Input rows:
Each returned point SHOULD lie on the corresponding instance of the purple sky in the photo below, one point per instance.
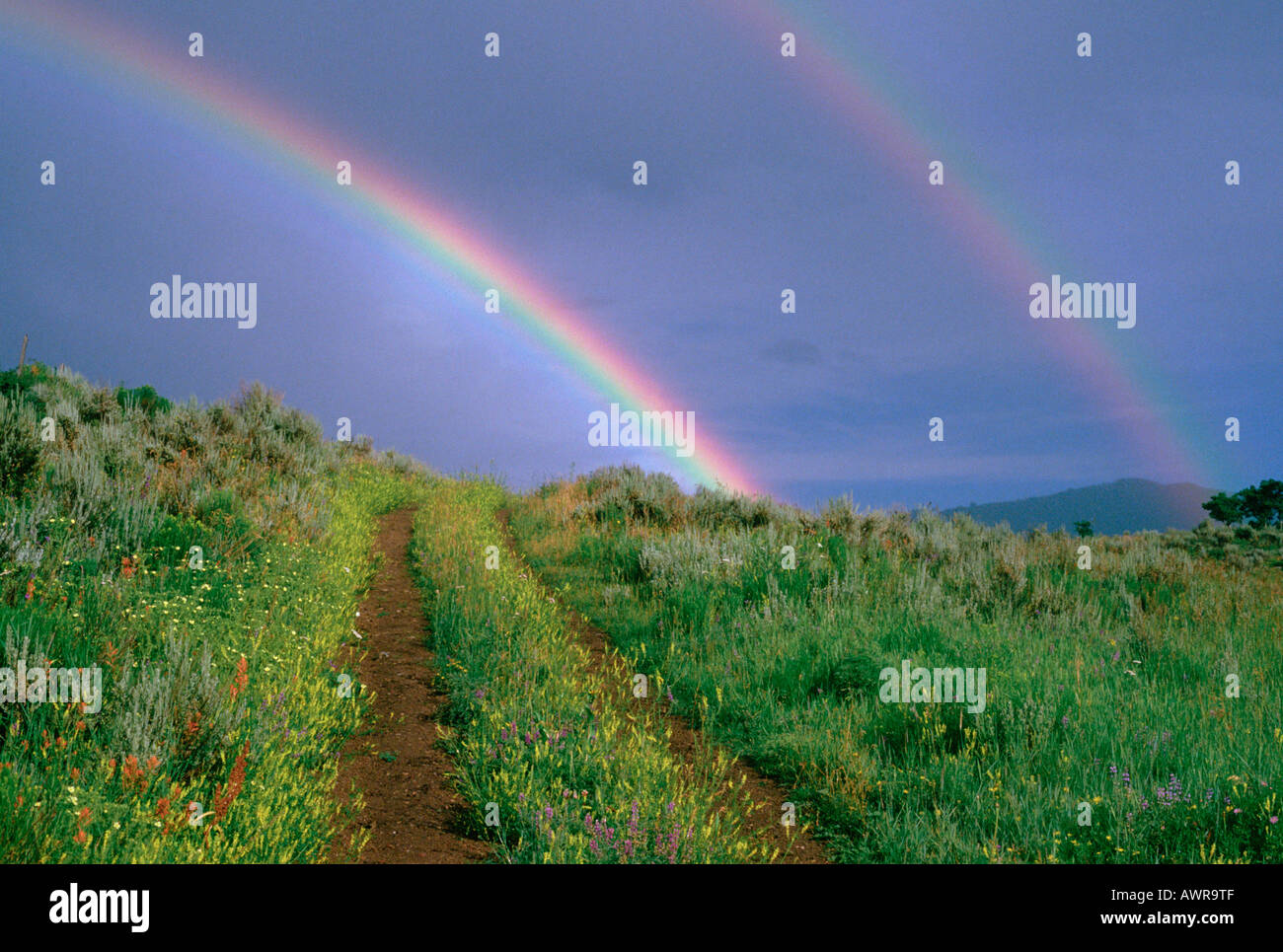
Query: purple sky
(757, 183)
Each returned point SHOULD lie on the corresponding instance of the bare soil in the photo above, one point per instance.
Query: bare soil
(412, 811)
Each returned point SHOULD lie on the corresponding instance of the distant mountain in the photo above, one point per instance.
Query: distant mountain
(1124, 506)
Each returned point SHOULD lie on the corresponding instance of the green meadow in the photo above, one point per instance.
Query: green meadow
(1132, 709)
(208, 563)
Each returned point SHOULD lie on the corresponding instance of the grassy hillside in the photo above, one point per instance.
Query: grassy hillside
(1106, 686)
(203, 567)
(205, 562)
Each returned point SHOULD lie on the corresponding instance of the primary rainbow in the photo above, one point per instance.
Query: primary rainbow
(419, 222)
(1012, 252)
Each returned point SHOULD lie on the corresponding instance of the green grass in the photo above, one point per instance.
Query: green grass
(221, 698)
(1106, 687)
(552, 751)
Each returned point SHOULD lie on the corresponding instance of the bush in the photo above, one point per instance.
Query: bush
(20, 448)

---

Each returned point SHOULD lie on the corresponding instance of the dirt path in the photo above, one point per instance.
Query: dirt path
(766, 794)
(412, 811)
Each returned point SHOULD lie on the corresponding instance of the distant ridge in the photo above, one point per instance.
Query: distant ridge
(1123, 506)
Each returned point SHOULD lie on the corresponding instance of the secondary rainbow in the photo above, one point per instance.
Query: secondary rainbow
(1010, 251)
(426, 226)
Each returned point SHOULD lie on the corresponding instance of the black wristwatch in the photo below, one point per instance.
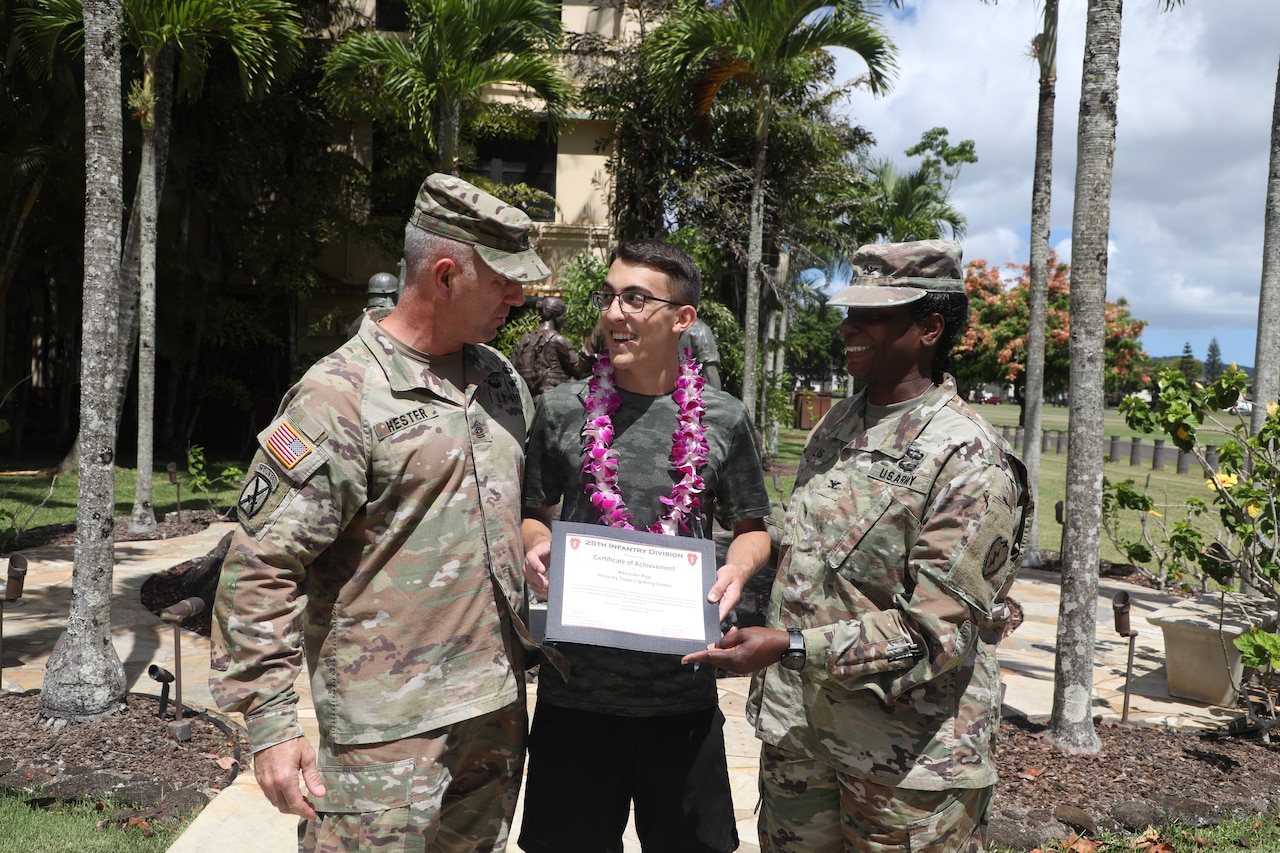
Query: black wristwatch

--

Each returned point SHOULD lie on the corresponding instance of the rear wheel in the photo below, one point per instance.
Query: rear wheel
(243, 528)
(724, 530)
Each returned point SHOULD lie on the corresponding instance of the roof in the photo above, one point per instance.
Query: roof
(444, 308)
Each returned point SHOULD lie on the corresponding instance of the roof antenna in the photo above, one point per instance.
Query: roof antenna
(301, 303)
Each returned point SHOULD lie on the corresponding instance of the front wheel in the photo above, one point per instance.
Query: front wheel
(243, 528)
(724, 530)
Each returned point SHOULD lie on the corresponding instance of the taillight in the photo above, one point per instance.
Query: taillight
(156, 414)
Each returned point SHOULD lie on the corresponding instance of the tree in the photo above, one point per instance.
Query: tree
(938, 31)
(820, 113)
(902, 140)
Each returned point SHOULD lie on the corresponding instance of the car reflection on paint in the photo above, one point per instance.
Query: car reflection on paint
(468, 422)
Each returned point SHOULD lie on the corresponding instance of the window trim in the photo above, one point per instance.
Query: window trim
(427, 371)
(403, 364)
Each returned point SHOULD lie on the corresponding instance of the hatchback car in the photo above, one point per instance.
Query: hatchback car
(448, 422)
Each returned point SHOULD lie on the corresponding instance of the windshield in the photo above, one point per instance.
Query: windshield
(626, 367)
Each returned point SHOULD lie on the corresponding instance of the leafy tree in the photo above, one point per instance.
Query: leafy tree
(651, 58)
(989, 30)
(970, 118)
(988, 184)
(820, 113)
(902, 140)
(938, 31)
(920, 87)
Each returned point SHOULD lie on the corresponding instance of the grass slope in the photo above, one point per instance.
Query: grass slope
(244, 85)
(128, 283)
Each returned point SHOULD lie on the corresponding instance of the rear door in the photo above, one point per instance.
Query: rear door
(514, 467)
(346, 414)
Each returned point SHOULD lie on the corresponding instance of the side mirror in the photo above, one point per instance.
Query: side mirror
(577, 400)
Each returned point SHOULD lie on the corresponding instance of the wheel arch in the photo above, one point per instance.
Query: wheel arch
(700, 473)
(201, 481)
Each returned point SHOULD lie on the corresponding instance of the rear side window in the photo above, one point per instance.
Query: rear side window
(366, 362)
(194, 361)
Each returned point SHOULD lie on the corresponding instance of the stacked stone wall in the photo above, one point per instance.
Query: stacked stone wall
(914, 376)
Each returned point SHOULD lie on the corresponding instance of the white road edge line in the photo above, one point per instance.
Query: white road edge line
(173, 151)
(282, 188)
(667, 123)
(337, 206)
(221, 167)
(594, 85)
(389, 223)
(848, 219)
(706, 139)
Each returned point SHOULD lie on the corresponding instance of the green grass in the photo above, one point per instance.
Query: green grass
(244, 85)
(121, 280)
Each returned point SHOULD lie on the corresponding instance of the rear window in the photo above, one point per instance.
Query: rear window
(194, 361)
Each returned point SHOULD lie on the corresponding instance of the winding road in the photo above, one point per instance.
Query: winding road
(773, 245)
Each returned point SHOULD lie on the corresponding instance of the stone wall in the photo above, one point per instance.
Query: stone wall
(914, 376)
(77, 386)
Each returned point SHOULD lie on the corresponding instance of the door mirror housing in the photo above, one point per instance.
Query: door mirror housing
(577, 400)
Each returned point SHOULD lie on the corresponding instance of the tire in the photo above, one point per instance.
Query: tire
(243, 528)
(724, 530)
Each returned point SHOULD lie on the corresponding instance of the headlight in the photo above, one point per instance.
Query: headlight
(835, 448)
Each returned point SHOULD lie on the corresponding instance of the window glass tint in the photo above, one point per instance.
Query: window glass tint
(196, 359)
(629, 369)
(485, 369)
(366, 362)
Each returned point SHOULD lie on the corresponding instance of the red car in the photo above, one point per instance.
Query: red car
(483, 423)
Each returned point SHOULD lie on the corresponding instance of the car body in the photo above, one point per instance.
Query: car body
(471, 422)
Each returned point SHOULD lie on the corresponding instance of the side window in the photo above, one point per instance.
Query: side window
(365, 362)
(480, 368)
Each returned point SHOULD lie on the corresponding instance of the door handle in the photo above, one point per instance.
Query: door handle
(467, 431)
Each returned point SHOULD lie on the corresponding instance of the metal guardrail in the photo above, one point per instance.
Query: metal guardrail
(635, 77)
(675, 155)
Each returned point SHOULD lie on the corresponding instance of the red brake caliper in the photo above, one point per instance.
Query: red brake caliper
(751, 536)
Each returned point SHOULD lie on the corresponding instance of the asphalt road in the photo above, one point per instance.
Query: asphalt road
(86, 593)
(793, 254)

Description of the task:
Reproduce everything in the records from the line containing "of the dirt" down to the line containing "Query: black wristwatch", with "secondary rainbow" renamed to "faint rainbow" and all else unchanged. Leave the pictures out.

Exercise response:
Each returned point SHOULD lie on the corresponding instance of the dirt path in the photo above, one point per instance.
Query: dirt path
(766, 794)
(412, 811)
Each returned point SHOULD lie on the corresponding instance of the distant ridge in the photo above, one point per instance.
Query: distant ridge
(1123, 506)
Each returned point SHOULD lie on the corresponding instance of the faint rainbow in the photo above, one point per instance.
Query: faint rainbow
(1010, 251)
(426, 226)
Each returned point SHOULD lie on the corresponding instance of the black wristwatch in the photo below, one point per instance.
Query: black wristwatch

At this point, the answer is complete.